» EXERCISE TASK
Images appear in the records below; leave them out and repeat everything else exactly.

» DATA EXCERPTS
· · ·
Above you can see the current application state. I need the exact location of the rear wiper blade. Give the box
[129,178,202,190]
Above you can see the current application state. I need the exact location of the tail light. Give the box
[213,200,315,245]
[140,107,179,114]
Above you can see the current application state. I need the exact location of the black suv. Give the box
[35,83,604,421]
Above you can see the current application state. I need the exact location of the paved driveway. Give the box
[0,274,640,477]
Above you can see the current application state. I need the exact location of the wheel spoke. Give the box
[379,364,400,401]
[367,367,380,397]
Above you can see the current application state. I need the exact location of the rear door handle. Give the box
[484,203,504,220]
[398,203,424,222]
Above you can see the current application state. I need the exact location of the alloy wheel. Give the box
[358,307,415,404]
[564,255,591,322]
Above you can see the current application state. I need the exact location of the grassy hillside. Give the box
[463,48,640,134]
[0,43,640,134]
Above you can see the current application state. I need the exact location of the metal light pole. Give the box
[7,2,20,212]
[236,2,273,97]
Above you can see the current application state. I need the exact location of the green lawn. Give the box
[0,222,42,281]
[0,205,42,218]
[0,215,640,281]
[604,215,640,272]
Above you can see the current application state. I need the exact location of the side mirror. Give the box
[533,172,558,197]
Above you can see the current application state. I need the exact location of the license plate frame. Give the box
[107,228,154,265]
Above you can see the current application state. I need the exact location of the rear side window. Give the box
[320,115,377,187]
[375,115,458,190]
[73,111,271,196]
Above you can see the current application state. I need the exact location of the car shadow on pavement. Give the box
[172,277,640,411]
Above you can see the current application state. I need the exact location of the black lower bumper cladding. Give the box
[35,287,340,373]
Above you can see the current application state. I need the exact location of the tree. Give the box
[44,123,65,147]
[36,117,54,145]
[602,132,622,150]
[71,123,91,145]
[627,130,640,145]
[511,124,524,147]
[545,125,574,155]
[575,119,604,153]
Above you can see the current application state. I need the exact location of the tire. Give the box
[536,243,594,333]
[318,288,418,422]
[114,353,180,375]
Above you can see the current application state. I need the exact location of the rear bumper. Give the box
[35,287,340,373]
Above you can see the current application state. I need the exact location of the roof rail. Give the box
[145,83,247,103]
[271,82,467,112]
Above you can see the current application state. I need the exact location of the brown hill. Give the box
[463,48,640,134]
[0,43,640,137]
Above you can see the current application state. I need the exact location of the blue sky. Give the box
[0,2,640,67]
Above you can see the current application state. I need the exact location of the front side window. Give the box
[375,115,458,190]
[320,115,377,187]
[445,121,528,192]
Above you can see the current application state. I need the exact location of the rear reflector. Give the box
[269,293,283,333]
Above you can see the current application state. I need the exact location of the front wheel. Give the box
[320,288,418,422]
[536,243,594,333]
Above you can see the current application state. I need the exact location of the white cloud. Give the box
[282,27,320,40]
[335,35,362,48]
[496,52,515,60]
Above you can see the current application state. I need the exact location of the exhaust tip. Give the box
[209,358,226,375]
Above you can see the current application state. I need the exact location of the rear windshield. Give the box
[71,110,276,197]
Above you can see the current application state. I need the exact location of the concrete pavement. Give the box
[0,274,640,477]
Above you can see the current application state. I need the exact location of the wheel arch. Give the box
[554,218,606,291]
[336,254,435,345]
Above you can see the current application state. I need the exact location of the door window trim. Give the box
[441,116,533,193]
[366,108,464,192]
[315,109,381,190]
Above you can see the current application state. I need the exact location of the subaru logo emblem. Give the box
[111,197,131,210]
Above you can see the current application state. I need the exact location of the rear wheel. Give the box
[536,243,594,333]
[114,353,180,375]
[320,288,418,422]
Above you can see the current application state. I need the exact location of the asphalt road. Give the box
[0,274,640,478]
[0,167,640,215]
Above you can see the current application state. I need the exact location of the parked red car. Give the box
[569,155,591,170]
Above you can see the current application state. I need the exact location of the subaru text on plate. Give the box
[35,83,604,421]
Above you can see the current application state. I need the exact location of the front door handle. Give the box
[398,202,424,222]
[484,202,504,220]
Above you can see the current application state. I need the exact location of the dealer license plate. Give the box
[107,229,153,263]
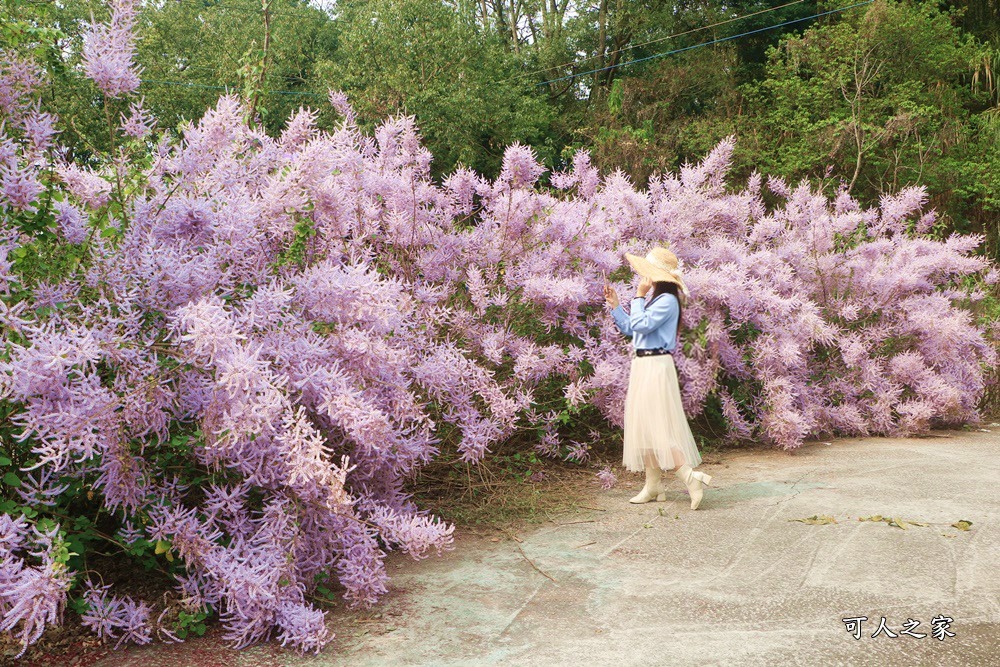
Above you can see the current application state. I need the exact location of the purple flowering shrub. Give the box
[0,0,996,650]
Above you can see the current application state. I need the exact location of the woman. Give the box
[604,248,712,510]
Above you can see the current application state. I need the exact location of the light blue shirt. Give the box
[611,294,681,350]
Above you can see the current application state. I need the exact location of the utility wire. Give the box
[508,0,806,83]
[538,0,875,86]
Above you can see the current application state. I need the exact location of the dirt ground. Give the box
[15,426,1000,667]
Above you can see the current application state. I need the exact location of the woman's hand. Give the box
[635,278,653,297]
[604,284,620,310]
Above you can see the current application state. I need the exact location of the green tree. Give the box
[319,0,551,174]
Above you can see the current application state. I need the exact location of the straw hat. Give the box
[625,247,688,296]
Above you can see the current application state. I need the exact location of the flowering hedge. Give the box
[0,0,996,650]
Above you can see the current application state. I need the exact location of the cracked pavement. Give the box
[96,428,1000,667]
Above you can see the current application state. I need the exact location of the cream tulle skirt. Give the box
[622,354,701,472]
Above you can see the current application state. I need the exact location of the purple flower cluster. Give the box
[0,0,996,650]
[83,0,139,98]
[0,514,74,657]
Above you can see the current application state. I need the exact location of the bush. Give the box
[0,0,996,650]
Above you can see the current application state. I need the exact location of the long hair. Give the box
[650,280,684,338]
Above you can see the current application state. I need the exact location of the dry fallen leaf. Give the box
[789,514,837,526]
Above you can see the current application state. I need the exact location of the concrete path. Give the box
[90,427,1000,667]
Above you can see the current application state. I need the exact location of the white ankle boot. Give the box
[674,464,712,510]
[629,466,667,505]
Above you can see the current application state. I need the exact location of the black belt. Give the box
[635,347,673,357]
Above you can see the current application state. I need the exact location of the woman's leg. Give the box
[674,458,712,510]
[629,450,667,504]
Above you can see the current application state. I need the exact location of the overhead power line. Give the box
[538,0,875,86]
[505,0,806,81]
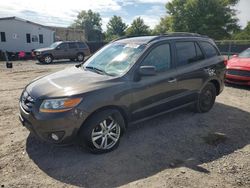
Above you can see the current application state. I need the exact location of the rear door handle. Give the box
[168,78,177,83]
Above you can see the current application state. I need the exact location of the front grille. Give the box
[21,91,35,113]
[227,69,250,77]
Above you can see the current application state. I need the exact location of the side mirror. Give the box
[139,66,156,76]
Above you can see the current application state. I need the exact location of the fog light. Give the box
[51,133,59,141]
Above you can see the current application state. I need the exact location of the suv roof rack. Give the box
[110,35,148,43]
[147,32,208,44]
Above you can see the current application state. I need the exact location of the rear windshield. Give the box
[84,43,145,76]
[239,48,250,58]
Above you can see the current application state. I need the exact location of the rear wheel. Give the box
[76,53,84,62]
[79,110,125,153]
[194,83,216,113]
[43,55,53,64]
· · ·
» SOLUTION FOR THIS TASK
Above you can see the current application state. I need the exact location of the rear wiper blade. Give the box
[129,178,202,190]
Above you can see the current application state. I need the exact location of the tail light. Give the box
[213,200,315,245]
[140,107,179,114]
Above you can see the current application state. I need the exact location of the black suv. Give the box
[35,83,604,421]
Above you can see the current application state. I need the exact location of the paved driveway. Give the box
[0,274,640,477]
Above you can see the current application state. I need the exact location of the wheel spoke. Give the box
[379,364,400,401]
[367,367,380,397]
Above you can see the current application state. I need the exact location of the rear door handle. Give the box
[484,203,504,220]
[398,203,424,222]
Above you can see the current application state. I need the exact location of the alloy wheel. Give the box
[358,307,415,404]
[564,255,591,322]
Above you can see the current application state. I need the exact location of the grassy hillside. Give the box
[463,48,640,134]
[0,43,640,134]
Above you can see the current application state. I need the exact location of the metal light pole. Give the box
[7,2,20,212]
[236,2,273,97]
Above you can see the current application state. I need the exact location of the green lawn. Give the box
[0,222,42,281]
[0,205,42,218]
[0,215,640,281]
[604,215,640,272]
Above you can see the current application state. I need the exact location of the side mirror. Give the box
[533,172,558,197]
Above you can see the current application state. I need the exact location of the license plate frame. Give the box
[107,228,154,265]
Above you can see the current application state. I need the exact location of the rear side window. Give the box
[320,115,377,187]
[375,115,458,190]
[73,111,271,196]
Above you can see the current application state. I need the exact location of the car shadow on pavement. Give the box
[172,277,640,411]
Above you can see the current application state. I need the exact location of the black lower bumper cladding. Give the box
[35,287,340,373]
Above you can see the current application state. I need the exact location of the tree. Give the box
[44,123,65,147]
[36,117,54,145]
[602,132,622,150]
[71,123,91,145]
[627,130,640,145]
[511,124,524,147]
[545,125,574,155]
[575,119,604,153]
Above you can see the current application state. I need the exact location of the tire. Give the box
[536,243,594,333]
[318,288,418,422]
[114,353,180,375]
Above you can see the current application state. I need the exact location of the rear bumper. Give the box
[35,287,340,373]
Above you can see the current application state. I need the exact location of the roof rail. Give the box
[145,83,247,103]
[271,82,467,112]
Above you can see the current application state. I need the exact location of the brown hill. Give the box
[463,48,640,134]
[0,43,640,137]
Above you can see the current application state. I need the exact location of the blue sky. Give the box
[0,2,640,67]
Above you can see the current application state. I need the exact location of the front side window. Give the box
[375,115,458,190]
[320,115,377,187]
[445,121,528,192]
Above you can see the current application state. I need the exact location of the rear reflector. Give the box
[269,293,283,333]
Above you can see the current application state. I need the exact location of the front wheel. Give the box
[320,288,418,422]
[536,243,594,333]
Above you can see the current application state. I need the exact location of the white cloud. Give the box
[282,27,320,40]
[335,35,362,48]
[496,52,515,60]
Above you can see the current application state. I need the exact location of the exhaust tip. Give the box
[209,358,226,375]
Above you can see the current application state. I need the exact location of the rear windshield. Give the box
[71,110,276,197]
Above you can see the current application state. I need the exact location of the concrete pavement. Give the box
[0,274,640,477]
Above you can see the current application state. I need the exact location of the wheel arch. Give the box
[554,218,606,291]
[336,254,435,345]
Above you can see the current application state. I need the exact location of the door window trim. Give the box
[441,116,533,193]
[366,108,464,192]
[315,109,381,190]
Above you can see the current application state. I need the exact location of the subaru logo emblem. Give the box
[111,197,131,210]
Above you can see the current application state. I need the exact location of the rear wheel. Give the box
[536,243,594,333]
[114,353,180,375]
[320,288,418,422]
Above you can see the current application state. I need the exact location of the asphalt road. Give the box
[0,274,640,478]
[0,167,640,215]
Above you can see the current application state. I need the exact location of the parked red car. Give the box
[569,155,591,170]
Above you can see the current application state. I need the exact location of the subaru text on plate. Give the box
[35,83,604,421]
Above you can see the current application state. I need the exact location of the front door handle. Give the box
[398,202,424,222]
[484,202,504,220]
Above you can see the current application state. I need the exact location of the dealer license plate. Give the box
[107,229,153,263]
Above you can see the current application state. I need the exact location of the purple flowering shrub. Give the box
[0,0,996,650]
Above you can see the current application state. I need the exact location of the woman. Give the box
[604,248,712,510]
Above you can see the current application state. I need the exact location of the light blue shirt. Give the box
[611,294,681,350]
Above you can see the current application state. I need the exact location of the utility wire. Give the box
[508,0,806,83]
[538,0,875,86]
Above you can see the current application state. I need the exact location of the dirt ground. Give the box
[15,426,1000,667]
Above you can see the current application state. I need the exact location of the woman's hand. Give the box
[635,278,653,297]
[604,284,620,310]
Above you can see the current application state. I need the exact location of the green tree. Give the box
[319,0,551,174]
Above you can see the current application state. I need the exact location of the straw hat. Give the box
[625,247,688,296]
Above you can see the current application state. I need the exact location of the flowering hedge. Give the box
[0,0,996,650]
Above you can see the current application state. I need the exact location of the cracked pavement. Give the box
[96,428,1000,667]
Above you can see the current application state. I need the exact location of the cream tulle skirt. Give the box
[622,354,701,472]
Above you can see the current application state. I need the exact location of the purple flower cluster. Give the box
[0,0,996,650]
[83,0,139,98]
[0,514,74,657]
Above you can see the current application state. I need the exact location of the bush. Give the box
[0,0,996,650]
Above you can see the current application state. I need the exact location of the long hair. Give the box
[650,280,684,338]
Above you can see the current application state. I need the exact location of the dry fallen leaf. Give the box
[789,514,837,526]
Above you can see the current application state. I need the exact location of the concrete path. Give the box
[90,427,1000,667]
Above you can see the current application state. I need the exact location of the white ankle boot. Give the box
[674,464,712,510]
[629,466,667,505]
Above you can see the current application state. I need the exact location of the black belt. Give the box
[635,347,673,357]
Above you can see the current application state. I need the exact location of the woman's leg. Give the box
[674,458,712,510]
[629,450,667,504]
Above you can see the current application state. I need the exact location of the overhead power line. Give the box
[538,0,875,86]
[505,0,806,81]
Above you can see the current application state. I need the exact location of the rear door handle. Give the box
[168,78,177,83]
Above you can see the current application state. I need the exact location of the front grille. Give the box
[21,91,35,113]
[227,69,250,77]
Above you can see the current application state. I need the exact location of the side mirror. Give the box
[139,66,156,76]
Above you can see the current application state. I need the exact location of the fog light. Give the box
[51,133,59,141]
Above you can see the current application state. I need the exact location of the suv roof rack. Give the box
[110,35,148,43]
[147,32,208,44]
Above you can see the current application state. I need the exact location of the rear windshield. Give the box
[84,43,145,76]
[239,48,250,58]
Above you can see the current application state. I need the exact location of the rear wheel. Give the box
[76,53,84,62]
[79,110,125,153]
[194,83,216,113]
[43,55,53,64]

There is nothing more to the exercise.